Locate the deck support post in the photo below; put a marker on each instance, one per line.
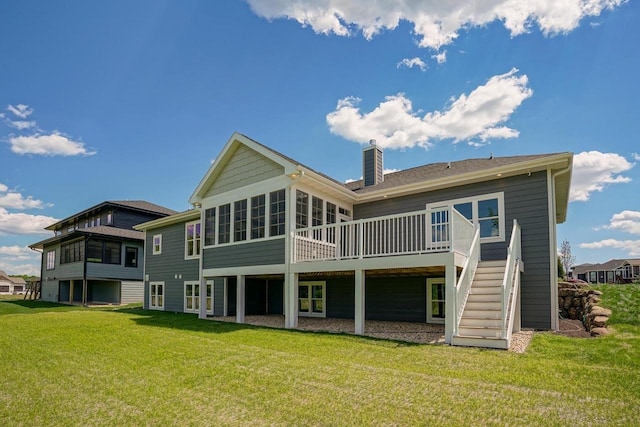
(291, 300)
(240, 298)
(359, 302)
(451, 307)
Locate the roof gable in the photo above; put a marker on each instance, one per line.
(242, 161)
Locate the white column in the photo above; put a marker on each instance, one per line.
(451, 310)
(291, 300)
(359, 302)
(240, 299)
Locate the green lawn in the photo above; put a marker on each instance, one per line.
(77, 366)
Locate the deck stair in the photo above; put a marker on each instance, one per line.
(482, 319)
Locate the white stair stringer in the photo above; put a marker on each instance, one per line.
(481, 321)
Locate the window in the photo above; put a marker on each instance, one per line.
(276, 213)
(192, 239)
(257, 217)
(130, 257)
(192, 296)
(317, 213)
(103, 252)
(210, 227)
(224, 225)
(240, 220)
(156, 295)
(302, 209)
(487, 211)
(311, 299)
(71, 252)
(436, 300)
(51, 260)
(157, 244)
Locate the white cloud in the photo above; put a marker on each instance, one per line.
(441, 57)
(19, 260)
(436, 23)
(413, 62)
(21, 223)
(54, 144)
(22, 111)
(14, 200)
(632, 247)
(593, 171)
(394, 124)
(625, 221)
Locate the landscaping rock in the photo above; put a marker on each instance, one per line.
(598, 332)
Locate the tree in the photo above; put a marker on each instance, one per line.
(568, 260)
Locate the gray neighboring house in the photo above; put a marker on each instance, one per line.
(95, 256)
(470, 244)
(617, 271)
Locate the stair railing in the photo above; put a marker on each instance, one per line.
(511, 281)
(466, 278)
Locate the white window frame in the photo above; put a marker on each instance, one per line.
(430, 301)
(474, 206)
(156, 250)
(310, 299)
(156, 306)
(197, 240)
(51, 260)
(195, 306)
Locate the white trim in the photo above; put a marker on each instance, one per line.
(435, 281)
(156, 306)
(196, 248)
(153, 244)
(310, 312)
(196, 300)
(474, 205)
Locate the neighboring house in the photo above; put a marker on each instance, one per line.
(441, 243)
(613, 271)
(95, 256)
(11, 285)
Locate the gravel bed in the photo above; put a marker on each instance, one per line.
(420, 333)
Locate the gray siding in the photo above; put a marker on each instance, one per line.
(131, 292)
(170, 266)
(525, 199)
(267, 252)
(115, 271)
(245, 167)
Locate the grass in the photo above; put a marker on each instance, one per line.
(126, 366)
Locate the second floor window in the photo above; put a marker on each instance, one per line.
(192, 239)
(240, 220)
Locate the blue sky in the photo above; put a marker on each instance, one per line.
(134, 99)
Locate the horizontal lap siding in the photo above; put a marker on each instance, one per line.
(525, 199)
(402, 299)
(267, 252)
(165, 266)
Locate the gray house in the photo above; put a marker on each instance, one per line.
(95, 256)
(470, 244)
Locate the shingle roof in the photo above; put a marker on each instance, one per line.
(102, 230)
(143, 205)
(440, 170)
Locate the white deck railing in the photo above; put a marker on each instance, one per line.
(432, 230)
(466, 278)
(511, 281)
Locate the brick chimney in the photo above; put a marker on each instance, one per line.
(372, 164)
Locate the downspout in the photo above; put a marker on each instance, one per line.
(202, 313)
(289, 291)
(553, 245)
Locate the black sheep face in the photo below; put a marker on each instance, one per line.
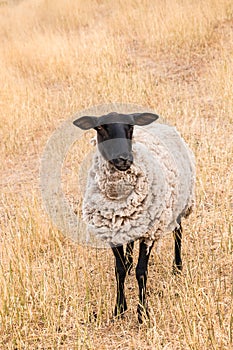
(114, 135)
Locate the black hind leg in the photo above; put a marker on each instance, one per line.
(177, 263)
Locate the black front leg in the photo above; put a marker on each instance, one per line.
(177, 264)
(141, 274)
(129, 256)
(120, 272)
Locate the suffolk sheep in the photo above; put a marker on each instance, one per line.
(140, 185)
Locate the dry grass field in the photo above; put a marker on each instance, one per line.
(60, 57)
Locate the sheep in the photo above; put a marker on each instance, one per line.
(140, 185)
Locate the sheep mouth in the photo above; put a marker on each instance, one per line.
(121, 167)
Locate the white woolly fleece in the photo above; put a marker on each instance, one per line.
(146, 200)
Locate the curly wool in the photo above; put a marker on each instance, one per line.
(147, 199)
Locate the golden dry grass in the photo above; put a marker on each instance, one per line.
(58, 57)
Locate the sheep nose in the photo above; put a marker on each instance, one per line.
(126, 157)
(123, 162)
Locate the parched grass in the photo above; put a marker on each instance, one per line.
(59, 57)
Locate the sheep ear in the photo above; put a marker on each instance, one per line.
(86, 123)
(144, 118)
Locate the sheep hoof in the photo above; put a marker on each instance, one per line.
(129, 266)
(176, 269)
(143, 314)
(119, 311)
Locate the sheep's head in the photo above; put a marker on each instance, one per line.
(114, 135)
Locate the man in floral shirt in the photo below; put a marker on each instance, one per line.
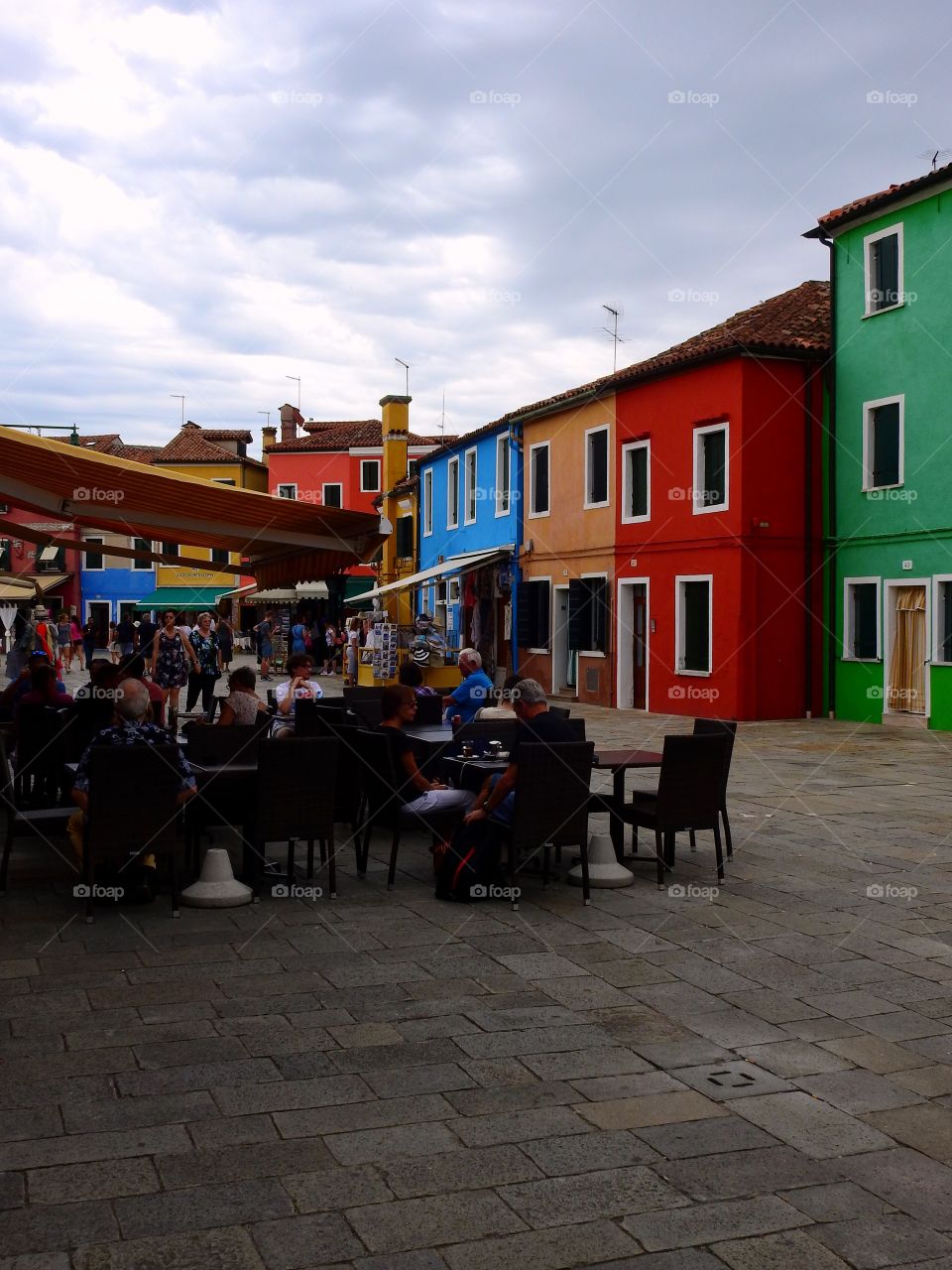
(131, 705)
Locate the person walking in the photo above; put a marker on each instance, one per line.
(76, 642)
(89, 642)
(172, 656)
(266, 630)
(226, 642)
(330, 644)
(207, 668)
(63, 638)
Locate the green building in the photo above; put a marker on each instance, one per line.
(890, 454)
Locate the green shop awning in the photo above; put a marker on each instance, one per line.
(181, 597)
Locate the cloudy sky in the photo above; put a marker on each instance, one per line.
(207, 197)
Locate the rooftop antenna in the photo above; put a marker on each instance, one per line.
(613, 331)
(934, 155)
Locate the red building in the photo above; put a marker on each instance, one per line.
(719, 539)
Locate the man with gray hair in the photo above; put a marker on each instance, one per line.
(132, 728)
(474, 693)
(536, 724)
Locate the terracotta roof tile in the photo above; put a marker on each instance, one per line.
(893, 194)
(796, 322)
(341, 436)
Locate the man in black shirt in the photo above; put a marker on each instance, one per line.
(536, 724)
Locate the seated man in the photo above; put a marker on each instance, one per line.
(134, 667)
(131, 729)
(23, 684)
(299, 688)
(474, 693)
(536, 724)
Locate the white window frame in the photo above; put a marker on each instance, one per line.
(679, 624)
(626, 481)
(102, 553)
(937, 615)
(589, 434)
(375, 488)
(141, 566)
(847, 656)
(890, 231)
(869, 407)
(453, 489)
(698, 507)
(504, 466)
(426, 502)
(531, 515)
(470, 485)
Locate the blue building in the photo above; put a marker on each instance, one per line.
(112, 585)
(470, 530)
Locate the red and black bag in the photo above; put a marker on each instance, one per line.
(470, 865)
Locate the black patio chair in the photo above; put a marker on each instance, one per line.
(720, 728)
(688, 798)
(132, 812)
(551, 807)
(39, 822)
(295, 803)
(385, 790)
(39, 774)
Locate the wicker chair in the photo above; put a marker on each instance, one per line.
(384, 802)
(551, 807)
(16, 824)
(720, 728)
(132, 811)
(688, 797)
(295, 802)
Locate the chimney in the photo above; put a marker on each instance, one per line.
(290, 420)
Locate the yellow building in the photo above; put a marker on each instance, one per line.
(216, 454)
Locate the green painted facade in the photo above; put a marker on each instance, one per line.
(897, 532)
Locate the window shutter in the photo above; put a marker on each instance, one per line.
(405, 536)
(697, 599)
(579, 613)
(638, 494)
(885, 430)
(715, 457)
(598, 467)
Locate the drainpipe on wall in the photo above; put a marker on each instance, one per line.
(809, 539)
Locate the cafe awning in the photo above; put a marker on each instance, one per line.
(447, 570)
(181, 597)
(282, 539)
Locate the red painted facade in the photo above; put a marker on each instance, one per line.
(762, 553)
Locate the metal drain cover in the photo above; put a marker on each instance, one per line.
(733, 1080)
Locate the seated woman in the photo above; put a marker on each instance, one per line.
(504, 702)
(419, 794)
(243, 705)
(412, 676)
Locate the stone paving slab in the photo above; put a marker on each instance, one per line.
(393, 1083)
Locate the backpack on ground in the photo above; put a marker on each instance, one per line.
(468, 869)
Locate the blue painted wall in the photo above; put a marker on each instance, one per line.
(488, 530)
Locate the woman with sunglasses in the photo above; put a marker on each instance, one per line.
(172, 656)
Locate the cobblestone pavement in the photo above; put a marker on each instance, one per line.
(676, 1082)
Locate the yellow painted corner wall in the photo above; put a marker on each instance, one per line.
(570, 527)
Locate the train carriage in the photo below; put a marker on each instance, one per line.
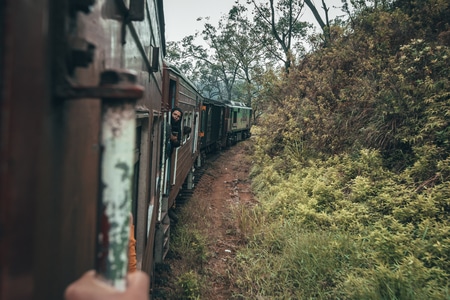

----------------------------------------

REQUIRED TASK: Copy everything from the line containing "Locate the yellow painted" down to the end of the records, renaming "marker" to "point" and leaving the rest unchanged. Omit the pictures.

EXERCISE RESULT:
Locate the yellow painted corner wall in the photo above; put a point on each instance, one per line.
(570, 527)
Locate the train carriage in the photo below; put a point on each instance, one per line.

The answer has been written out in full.